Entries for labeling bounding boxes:
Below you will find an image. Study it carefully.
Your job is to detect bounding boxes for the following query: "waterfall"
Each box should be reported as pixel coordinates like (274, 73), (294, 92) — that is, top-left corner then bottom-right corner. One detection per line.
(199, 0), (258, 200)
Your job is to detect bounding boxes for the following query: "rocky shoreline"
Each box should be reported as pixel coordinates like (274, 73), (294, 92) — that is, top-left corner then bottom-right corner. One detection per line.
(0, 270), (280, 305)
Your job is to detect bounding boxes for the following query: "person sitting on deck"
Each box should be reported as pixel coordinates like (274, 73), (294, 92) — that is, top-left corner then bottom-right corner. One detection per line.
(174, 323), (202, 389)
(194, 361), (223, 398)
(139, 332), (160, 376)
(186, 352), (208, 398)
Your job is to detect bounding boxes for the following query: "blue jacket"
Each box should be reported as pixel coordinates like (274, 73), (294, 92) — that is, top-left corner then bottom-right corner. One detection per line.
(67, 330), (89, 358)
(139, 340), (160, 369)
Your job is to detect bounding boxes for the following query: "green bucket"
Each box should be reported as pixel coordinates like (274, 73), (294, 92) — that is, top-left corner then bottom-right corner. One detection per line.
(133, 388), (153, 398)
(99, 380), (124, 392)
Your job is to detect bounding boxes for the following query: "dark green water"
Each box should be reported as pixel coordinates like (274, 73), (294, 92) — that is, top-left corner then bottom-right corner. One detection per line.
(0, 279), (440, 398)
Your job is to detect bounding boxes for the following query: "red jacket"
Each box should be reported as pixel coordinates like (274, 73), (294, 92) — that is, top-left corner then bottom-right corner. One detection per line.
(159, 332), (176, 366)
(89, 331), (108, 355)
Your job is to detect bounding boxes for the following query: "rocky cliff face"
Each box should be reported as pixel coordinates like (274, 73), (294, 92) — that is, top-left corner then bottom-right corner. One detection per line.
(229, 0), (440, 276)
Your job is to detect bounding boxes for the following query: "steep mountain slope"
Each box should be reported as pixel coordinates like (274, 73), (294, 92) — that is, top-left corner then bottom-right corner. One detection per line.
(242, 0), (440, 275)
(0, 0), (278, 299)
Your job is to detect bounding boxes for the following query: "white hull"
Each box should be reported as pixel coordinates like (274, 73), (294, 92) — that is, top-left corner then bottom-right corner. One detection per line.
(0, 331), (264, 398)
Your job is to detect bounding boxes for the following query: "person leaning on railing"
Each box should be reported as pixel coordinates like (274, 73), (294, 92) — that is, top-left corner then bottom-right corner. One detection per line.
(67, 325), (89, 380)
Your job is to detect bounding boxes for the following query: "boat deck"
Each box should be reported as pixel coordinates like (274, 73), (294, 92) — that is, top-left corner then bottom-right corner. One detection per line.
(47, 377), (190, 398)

→ Stated exercise
Quote the stretch of the material from its first line through the line that contains "(199, 0), (258, 200)", keeping every character unchanged.

→ Result for this exercise
Below you will find an image. Study it carefully.
Your job is to detect bounding boxes for the following query: "waterfall"
Each box should be reported as pixel coordinates like (274, 73), (294, 92) — that is, top-left corner then bottom-right corner. One detection per line.
(199, 0), (258, 200)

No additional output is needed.